** start Items **

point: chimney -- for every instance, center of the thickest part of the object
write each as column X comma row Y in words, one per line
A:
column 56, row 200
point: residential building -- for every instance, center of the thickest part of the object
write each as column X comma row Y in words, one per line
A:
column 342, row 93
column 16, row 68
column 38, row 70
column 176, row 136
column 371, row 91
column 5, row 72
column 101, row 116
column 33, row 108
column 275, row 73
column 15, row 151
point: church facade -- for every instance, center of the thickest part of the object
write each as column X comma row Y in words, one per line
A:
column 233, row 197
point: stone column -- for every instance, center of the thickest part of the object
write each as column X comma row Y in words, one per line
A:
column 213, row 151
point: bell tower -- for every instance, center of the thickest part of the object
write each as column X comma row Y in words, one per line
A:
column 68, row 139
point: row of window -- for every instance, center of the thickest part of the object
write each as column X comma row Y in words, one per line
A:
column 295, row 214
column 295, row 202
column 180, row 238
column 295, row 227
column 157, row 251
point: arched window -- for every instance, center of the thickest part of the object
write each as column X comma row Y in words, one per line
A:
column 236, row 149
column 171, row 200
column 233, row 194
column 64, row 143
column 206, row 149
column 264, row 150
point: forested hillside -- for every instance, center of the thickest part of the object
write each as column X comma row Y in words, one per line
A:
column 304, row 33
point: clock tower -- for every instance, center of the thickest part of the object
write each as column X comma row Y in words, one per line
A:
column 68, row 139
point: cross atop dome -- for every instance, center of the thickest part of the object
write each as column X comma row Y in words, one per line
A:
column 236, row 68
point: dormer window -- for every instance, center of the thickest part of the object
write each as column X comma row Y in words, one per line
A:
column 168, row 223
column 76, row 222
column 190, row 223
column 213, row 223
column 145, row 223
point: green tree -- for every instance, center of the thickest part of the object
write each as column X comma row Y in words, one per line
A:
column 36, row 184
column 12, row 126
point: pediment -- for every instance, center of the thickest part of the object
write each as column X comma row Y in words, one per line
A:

** end Items **

_Task details_
Copy out all of the entries above again, word for word and line for line, without leaving any out.

_The answer_
point: chimney -- for every instance, center of the thickest part of the object
write each as column X comma row Y in words, one per line
A:
column 56, row 200
point: residential building -- for every instance, center of the thickest part of the object
write each as column X comma row Y in words, one per line
A:
column 342, row 93
column 16, row 68
column 38, row 70
column 176, row 136
column 371, row 91
column 5, row 72
column 101, row 116
column 33, row 108
column 275, row 73
column 15, row 151
point: church facade -- for every instance, center of the thickest part of the object
write each as column X comma row Y in words, one per line
A:
column 233, row 197
point: stone column -- for every instance, center of the thickest part of the object
write each as column X comma row Y in words, one per line
A:
column 213, row 151
point: bell tower -- for every instance, center of the thickest part of the object
write each as column X comma row Y in words, one per line
A:
column 68, row 139
point: row of window -- for every instance, center of the thickest part of the object
write each as column X comma row Y in words, one per line
A:
column 295, row 214
column 295, row 202
column 180, row 238
column 295, row 227
column 157, row 251
point: arched window -- for every instance, center of the thickest part of the object
write each as column X comma row Y in words, one per line
A:
column 236, row 149
column 171, row 200
column 233, row 194
column 64, row 143
column 206, row 149
column 264, row 150
point: forested hillside -- for every instance, center of the thickest part of the object
write each as column X comma row Y in words, one per line
A:
column 304, row 33
point: clock tower -- for every instance, center of the thickest part of the object
write each as column X comma row Y in words, one per line
A:
column 68, row 139
point: cross atop dome -- for every instance, center of the thickest part of the object
write each as column X comma row Y in words, one per line
A:
column 236, row 68
point: dormer window -- for every instance, center of the thickest part of the object
write each as column X comma row Y in words, one per line
A:
column 168, row 223
column 76, row 222
column 190, row 223
column 213, row 223
column 145, row 223
point: green tree -- for every instance, center of the thickest part of the object
write each as column X comma row Y in words, one per line
A:
column 36, row 184
column 12, row 126
point: pediment -- for every instance, center of the thickest part of the object
write each as column X comma row Y in words, one per line
A:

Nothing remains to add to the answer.